*** Text for analysis ***

As far as the Cantonese home cook is concerned, this is something you cook in soups to clear the blood and lower blood sugar.

And finally, the humble carrot, so often reduced to just a side-act in any dish, is a powerhouse of taste and nutrition. Right now, tiny baby carrots are being sold and they really need just a good scrub and nothing else to become a sweet, healthy snack.

Cooked, the orange root becomes sugar sweet and it generously adds flavor to any other vegetable that shares the dish. Also, it will literally brighten your eyes, being the main source of beta-carotene and vitamin A.

And then there are the pantry basics that are always ready for the sleight of hand that will turn them into more miraculous creations for the family meal. Tucked away behind the staples of rice and noodles will be little packets of snow fungus, Chinese dried red dates and sweet apricot kernels - which slowly simmered over a low fire with lean meat - will make another nutritious, delicious brew.

Here are a few dishes from my mother's kitchen that utilizes the best of these ingredients, and most of all, they probably take you less than half-an-hour to prepare. Now, that's fast food.

***

#### Study questions
A) In the text on Cantonese home cooking, why does the writer call the dishes from the mother's kitchen "fast food"? Answer in one or two sentences.
B) Write the next part of the text on Cantonese home cooking, picking up after its final sentence.

*** Recorded information ***

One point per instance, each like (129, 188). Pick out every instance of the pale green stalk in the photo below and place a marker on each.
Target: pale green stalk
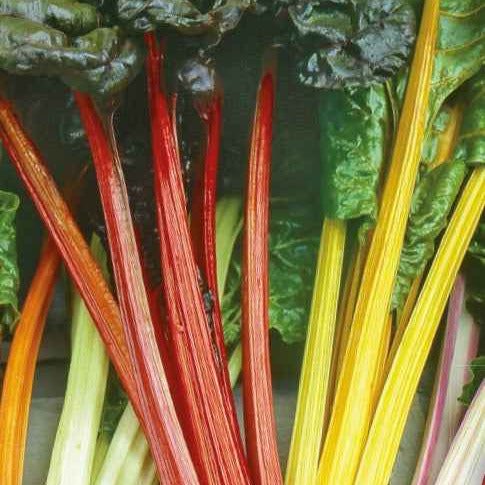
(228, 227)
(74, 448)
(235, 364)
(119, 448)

***
*** Recorded information ***

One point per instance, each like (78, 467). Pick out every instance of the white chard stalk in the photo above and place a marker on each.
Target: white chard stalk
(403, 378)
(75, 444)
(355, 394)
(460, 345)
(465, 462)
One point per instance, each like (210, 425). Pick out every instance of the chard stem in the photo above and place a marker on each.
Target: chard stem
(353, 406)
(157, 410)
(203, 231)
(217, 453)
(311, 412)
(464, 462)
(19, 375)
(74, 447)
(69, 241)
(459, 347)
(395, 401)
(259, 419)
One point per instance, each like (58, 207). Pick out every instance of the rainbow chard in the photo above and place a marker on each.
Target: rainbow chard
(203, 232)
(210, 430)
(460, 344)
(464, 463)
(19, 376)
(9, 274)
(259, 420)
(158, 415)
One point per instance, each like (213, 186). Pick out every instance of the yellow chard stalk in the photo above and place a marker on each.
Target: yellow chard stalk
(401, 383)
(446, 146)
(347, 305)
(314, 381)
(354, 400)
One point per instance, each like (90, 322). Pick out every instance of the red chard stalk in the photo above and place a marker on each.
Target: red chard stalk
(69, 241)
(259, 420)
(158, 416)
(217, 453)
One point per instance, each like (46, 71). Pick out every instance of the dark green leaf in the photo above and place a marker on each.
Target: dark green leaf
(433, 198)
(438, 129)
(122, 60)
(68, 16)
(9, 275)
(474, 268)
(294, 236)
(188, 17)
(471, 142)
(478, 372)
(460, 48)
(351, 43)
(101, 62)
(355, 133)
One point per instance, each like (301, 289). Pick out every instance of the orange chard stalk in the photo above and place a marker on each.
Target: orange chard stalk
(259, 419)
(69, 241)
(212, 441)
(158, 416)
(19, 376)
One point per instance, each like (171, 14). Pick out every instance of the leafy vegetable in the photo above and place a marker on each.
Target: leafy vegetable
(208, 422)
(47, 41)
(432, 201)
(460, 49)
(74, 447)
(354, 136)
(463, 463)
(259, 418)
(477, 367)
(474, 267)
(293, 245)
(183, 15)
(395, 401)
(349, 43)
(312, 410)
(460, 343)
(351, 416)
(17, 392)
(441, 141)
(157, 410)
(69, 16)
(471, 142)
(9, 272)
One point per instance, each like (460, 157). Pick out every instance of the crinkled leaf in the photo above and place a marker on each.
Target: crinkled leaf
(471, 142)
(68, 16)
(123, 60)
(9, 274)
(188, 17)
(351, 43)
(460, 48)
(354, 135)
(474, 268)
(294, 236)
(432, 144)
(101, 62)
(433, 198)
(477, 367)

***

#### Answers to the problems
A) The writer calls them fast food because they will probably take less than half an hour to prepare.

B)
Recipe | Chilled asparagus with spicy sauce

Ingredients:

350 g asparagus spears

3-4 cloves garlic

2 red chili, seeded

1 tomato, seeded and chopped

Salt to taste

Method:

1. Snap off the tough ends of the asparagus spears and rinse quickly. Blanche in hot water for 5 minutes and immediately refresh in cold water.

2. Arrange asparagus spears neatly on a plate and chill.

3. Peel garlic and chop up roughly.

4. Slice the seeded chili into fine strips.

5. Remove the pulp and seeds from the tomato and chop up the flesh.

6. Heat a spoonful of oil in a non-stick pan and gently fry the garlic until lightly gold and fragrant. Add the chopped chili and tomato and stir well.

7. Reduce the sauce and add salt.

8. Spoon the sauce over the chilled asparagus and serve immediately.

Recipe | Burdock and carrot soup

Food for the season

Ingredients:

1 burdock root (about 30cm long)

1 carrot

120 g lean pork fillet

Salt to taste

Method:

1. Slice the pork fillet thinly and set aside.

2. Peel and cut the carrot into thin sticks.

3. Shave off the hairy skin of the burdock and cut into chunks. Avoid wetting the burdock, as it turns slimy.

4. Heat up a pot of water to boiling and add the pork fillet slices, stirring with a chopstick to separate them.

5. When the water returns to a boil, add the carrot sticks and burdock chunks. Turn the heat down and let the soup simmer for about 15 to 20 minutes or until the burdock is soft and tender.

6. Add salt to taste just before serving.

Food notes:

This is a traditional soup that diabetics are advised to drink regularly as the burdock lowers blood sugar levels. My mother, a geriatric diabetic, also eats the burdock, and says the effect is even better that way.

Recipe | Snow fungus, sweet apricot kernel and jujube soup

Food for the season

Ingredients:

50 g snow fungus (white fungus), soaked

50g sweet apricot kernels (nanxing)

2-3 Chinese dried red dates or jujubes, seeds removed

100 g lean pork, cut into chunks

2 to 3 slices Yunnan ham

Method:

1. Soak the snow fungus in plenty of water and trim off the dark root end.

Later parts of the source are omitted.